*** Data for this task ***

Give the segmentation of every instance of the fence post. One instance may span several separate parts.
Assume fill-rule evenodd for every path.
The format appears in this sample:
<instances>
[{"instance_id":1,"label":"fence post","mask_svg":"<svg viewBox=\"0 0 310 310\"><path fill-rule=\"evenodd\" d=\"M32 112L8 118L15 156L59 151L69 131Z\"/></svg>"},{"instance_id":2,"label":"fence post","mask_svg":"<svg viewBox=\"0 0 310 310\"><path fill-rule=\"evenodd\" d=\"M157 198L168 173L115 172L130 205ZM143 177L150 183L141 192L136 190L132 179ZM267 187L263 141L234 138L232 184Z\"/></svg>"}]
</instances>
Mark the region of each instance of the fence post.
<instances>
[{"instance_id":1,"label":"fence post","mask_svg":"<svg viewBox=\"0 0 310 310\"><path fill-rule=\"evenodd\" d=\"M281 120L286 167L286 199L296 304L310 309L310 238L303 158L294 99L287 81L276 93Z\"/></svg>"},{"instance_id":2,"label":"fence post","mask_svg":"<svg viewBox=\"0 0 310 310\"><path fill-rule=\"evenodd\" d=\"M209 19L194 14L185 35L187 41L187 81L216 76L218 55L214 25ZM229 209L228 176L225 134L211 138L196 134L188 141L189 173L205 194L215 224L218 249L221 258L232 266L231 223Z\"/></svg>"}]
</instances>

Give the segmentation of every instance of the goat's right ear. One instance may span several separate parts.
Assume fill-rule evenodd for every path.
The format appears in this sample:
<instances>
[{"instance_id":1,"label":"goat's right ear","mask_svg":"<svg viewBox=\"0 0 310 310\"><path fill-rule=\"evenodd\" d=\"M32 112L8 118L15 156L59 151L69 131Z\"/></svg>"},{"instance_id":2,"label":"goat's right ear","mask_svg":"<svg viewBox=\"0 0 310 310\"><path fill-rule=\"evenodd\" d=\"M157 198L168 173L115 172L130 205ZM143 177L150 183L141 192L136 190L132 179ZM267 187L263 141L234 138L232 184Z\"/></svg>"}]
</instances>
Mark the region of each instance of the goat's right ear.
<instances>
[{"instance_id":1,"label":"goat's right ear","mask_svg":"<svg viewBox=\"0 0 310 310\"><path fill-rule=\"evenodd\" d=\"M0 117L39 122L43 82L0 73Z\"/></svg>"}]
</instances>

***

> Given problem
Can you repeat all of the material above, line for line and without changing a character?

> Answer to the problem
Give the segmentation of every instance of the fence post. One instance may span several separate parts.
Assume fill-rule evenodd for every path.
The format appears in this sample:
<instances>
[{"instance_id":1,"label":"fence post","mask_svg":"<svg viewBox=\"0 0 310 310\"><path fill-rule=\"evenodd\" d=\"M32 112L8 118L15 156L59 151L69 131Z\"/></svg>"},{"instance_id":2,"label":"fence post","mask_svg":"<svg viewBox=\"0 0 310 310\"><path fill-rule=\"evenodd\" d=\"M157 198L168 173L115 172L130 205ZM143 177L150 183L141 192L136 190L132 179ZM267 187L263 141L234 138L232 184Z\"/></svg>"}]
</instances>
Mark the region of each instance of the fence post.
<instances>
[{"instance_id":1,"label":"fence post","mask_svg":"<svg viewBox=\"0 0 310 310\"><path fill-rule=\"evenodd\" d=\"M281 120L286 167L286 199L296 304L310 309L310 238L303 158L294 99L287 81L276 93Z\"/></svg>"},{"instance_id":2,"label":"fence post","mask_svg":"<svg viewBox=\"0 0 310 310\"><path fill-rule=\"evenodd\" d=\"M209 19L194 14L185 35L187 41L187 81L216 76L218 55L214 25ZM229 209L228 176L225 134L211 138L196 134L188 141L189 173L205 194L215 224L218 249L221 258L232 266L231 223Z\"/></svg>"}]
</instances>

Give the segmentation of every instance of the goat's right ear. One instance may span several separate parts.
Assume fill-rule evenodd for every path.
The format appears in this sample:
<instances>
[{"instance_id":1,"label":"goat's right ear","mask_svg":"<svg viewBox=\"0 0 310 310\"><path fill-rule=\"evenodd\" d=\"M32 112L8 118L15 156L59 151L69 131Z\"/></svg>"},{"instance_id":2,"label":"goat's right ear","mask_svg":"<svg viewBox=\"0 0 310 310\"><path fill-rule=\"evenodd\" d=\"M157 198L168 173L115 172L130 205ZM143 177L150 183L141 192L136 190L132 179ZM267 187L263 141L234 138L232 184Z\"/></svg>"}]
</instances>
Mark the region of each instance of the goat's right ear.
<instances>
[{"instance_id":1,"label":"goat's right ear","mask_svg":"<svg viewBox=\"0 0 310 310\"><path fill-rule=\"evenodd\" d=\"M0 117L39 122L43 82L0 73Z\"/></svg>"}]
</instances>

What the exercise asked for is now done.